Data listing Block Start
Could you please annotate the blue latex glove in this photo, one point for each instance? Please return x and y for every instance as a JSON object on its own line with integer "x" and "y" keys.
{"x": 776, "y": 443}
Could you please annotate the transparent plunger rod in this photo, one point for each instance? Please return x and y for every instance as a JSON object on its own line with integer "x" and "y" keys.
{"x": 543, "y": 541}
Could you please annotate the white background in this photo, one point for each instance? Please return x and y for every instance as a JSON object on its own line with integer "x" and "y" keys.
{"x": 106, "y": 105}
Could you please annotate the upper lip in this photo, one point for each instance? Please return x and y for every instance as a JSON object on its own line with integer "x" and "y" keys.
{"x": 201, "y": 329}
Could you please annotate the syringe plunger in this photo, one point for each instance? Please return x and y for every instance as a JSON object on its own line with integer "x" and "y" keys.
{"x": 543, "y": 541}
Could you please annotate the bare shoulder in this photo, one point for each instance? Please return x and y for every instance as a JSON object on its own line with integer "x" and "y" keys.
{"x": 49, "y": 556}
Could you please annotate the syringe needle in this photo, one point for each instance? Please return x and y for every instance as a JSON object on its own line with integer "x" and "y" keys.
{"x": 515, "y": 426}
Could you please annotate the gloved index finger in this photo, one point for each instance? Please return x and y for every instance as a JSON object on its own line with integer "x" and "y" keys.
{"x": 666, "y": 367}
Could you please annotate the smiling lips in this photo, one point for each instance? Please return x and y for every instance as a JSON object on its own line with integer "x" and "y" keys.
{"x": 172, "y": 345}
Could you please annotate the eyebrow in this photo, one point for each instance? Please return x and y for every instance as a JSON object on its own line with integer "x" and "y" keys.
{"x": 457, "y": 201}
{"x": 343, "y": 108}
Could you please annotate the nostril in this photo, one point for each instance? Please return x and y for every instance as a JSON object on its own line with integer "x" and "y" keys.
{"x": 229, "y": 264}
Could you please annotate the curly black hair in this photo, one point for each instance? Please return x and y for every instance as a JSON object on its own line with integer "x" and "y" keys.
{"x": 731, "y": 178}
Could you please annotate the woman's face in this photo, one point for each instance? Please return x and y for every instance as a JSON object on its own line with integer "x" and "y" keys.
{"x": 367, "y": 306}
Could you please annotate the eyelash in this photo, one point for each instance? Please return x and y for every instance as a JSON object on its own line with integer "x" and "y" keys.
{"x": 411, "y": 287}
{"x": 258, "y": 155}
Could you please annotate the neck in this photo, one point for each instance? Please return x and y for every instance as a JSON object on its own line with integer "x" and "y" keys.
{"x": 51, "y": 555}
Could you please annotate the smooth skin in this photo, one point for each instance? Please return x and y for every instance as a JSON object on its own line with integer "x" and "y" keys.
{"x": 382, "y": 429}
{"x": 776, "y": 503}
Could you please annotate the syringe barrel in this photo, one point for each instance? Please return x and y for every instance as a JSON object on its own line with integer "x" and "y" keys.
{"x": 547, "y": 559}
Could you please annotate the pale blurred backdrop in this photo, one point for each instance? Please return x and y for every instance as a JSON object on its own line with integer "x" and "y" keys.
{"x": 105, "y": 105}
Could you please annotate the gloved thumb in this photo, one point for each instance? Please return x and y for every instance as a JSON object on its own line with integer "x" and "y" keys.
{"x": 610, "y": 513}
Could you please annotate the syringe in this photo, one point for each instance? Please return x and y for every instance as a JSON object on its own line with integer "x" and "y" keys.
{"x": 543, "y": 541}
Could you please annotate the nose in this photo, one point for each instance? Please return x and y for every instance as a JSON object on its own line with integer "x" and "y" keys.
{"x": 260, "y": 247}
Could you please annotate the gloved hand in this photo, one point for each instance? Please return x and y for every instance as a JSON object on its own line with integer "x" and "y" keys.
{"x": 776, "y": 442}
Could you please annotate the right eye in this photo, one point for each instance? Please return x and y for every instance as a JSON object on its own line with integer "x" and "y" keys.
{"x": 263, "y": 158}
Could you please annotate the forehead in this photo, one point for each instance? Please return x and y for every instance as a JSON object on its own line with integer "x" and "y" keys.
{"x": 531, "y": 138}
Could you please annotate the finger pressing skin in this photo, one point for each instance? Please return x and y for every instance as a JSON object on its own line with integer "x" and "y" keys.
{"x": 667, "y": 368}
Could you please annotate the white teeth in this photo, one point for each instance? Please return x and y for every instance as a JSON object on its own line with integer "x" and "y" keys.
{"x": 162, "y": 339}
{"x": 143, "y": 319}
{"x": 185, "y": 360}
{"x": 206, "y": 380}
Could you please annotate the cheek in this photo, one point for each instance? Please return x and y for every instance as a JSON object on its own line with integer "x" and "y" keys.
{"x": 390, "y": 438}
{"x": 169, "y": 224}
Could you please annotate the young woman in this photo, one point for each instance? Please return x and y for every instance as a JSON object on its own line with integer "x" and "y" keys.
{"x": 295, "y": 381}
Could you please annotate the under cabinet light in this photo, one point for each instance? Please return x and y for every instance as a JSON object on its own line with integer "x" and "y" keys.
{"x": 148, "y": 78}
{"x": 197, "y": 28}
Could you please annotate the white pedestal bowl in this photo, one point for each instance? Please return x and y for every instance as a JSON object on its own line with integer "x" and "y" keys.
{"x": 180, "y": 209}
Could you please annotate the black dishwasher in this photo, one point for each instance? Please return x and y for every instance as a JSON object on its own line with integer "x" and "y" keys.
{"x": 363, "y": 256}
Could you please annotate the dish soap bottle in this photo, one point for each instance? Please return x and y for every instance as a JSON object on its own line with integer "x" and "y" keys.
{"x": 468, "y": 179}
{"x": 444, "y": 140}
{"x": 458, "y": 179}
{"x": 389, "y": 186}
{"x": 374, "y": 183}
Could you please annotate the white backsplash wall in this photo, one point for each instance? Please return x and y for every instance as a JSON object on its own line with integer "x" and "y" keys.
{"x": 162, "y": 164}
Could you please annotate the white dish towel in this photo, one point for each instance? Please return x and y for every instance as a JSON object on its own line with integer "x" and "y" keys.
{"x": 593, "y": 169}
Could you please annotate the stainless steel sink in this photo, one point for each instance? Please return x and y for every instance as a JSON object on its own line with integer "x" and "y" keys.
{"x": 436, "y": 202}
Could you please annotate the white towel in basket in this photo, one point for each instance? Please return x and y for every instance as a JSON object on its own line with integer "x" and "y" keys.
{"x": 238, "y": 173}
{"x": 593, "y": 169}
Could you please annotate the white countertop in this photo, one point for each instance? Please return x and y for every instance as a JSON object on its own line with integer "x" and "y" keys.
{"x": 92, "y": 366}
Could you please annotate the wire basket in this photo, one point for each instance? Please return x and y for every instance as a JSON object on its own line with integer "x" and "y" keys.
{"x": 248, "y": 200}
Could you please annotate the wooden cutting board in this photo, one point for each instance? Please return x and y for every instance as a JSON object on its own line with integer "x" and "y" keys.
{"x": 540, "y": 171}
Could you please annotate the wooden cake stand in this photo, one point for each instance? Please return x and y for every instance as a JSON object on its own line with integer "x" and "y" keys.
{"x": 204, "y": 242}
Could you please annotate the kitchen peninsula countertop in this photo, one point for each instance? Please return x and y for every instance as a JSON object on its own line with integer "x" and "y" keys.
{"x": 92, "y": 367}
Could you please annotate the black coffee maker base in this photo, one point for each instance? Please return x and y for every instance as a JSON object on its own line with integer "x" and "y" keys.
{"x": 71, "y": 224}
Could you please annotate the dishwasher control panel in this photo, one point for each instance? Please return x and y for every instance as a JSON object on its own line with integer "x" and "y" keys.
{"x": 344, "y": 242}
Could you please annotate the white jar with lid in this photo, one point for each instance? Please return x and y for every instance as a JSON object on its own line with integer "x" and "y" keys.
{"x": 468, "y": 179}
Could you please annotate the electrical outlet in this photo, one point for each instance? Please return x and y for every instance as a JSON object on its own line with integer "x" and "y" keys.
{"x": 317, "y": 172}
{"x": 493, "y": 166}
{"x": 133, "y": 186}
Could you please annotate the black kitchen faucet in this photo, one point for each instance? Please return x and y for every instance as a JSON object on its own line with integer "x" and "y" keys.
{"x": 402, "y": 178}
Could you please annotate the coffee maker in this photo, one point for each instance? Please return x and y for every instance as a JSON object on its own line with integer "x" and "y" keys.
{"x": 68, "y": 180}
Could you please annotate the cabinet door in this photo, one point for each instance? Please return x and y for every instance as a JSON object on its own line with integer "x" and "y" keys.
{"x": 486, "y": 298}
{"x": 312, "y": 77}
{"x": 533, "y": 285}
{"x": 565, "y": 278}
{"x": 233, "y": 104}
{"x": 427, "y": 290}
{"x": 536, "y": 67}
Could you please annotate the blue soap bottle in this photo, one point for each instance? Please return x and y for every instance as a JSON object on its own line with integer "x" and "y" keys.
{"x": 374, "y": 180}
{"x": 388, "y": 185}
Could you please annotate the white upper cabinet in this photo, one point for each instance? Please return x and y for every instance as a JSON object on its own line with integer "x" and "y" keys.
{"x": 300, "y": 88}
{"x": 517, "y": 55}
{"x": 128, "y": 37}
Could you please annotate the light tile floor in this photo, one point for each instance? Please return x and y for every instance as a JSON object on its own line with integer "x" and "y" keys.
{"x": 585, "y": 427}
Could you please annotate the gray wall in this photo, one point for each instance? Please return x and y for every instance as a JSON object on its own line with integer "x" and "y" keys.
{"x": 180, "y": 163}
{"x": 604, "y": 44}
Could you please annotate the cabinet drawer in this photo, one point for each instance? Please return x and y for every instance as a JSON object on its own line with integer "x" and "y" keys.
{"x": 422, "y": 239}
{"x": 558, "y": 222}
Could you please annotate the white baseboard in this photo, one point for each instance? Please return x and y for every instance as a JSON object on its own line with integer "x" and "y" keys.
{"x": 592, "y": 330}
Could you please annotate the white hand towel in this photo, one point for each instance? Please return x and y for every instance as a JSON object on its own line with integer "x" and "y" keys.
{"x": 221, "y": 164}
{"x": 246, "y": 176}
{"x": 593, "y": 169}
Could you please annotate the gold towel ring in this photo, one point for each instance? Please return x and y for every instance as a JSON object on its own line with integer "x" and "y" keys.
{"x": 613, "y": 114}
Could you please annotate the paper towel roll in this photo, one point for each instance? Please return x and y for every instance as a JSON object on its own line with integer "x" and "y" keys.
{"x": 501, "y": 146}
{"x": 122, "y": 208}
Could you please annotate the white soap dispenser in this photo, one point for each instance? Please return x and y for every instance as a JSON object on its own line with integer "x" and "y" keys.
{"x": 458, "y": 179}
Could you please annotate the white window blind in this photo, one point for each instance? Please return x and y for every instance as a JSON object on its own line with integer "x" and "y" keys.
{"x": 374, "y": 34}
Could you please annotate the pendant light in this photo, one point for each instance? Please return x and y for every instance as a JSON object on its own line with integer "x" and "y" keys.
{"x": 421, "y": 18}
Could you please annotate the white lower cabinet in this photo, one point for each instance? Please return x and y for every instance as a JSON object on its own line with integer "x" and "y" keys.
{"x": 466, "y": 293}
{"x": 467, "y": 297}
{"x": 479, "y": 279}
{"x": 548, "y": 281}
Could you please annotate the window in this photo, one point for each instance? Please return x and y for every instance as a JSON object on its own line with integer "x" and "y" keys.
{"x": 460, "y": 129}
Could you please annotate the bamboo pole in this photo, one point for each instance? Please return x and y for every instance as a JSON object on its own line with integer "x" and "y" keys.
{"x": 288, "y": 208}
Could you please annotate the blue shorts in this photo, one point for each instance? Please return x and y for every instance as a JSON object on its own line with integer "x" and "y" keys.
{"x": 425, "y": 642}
Data listing Block End
• Goal of the exercise:
Take the lines from the one containing "Could you please annotate the white lower" through the final line of the entries above, and set them down exactly, with nothing added.

• Solution for this problem:
Could you please annotate the white lower cabinet in this photo, one point for each instance? Please return x and y for every instance as a JSON object on its own line with integer "x" and "y" keys.
{"x": 466, "y": 293}
{"x": 467, "y": 297}
{"x": 479, "y": 279}
{"x": 548, "y": 281}
Could you please annotate the window in this photo, one point for each instance? Please return x and y for every instance as a JSON object on its own line with integer "x" and "y" keys.
{"x": 460, "y": 129}
Could you please annotate the bamboo pole in this photo, one point for each instance? Please return x and y for every instance as a JSON object on its own line with integer "x" and "y" keys.
{"x": 288, "y": 208}
Could you please annotate the blue shorts in this photo, one point for each instance? Please return x and y for every instance as a JSON object on its own line with integer "x" and "y" keys.
{"x": 425, "y": 642}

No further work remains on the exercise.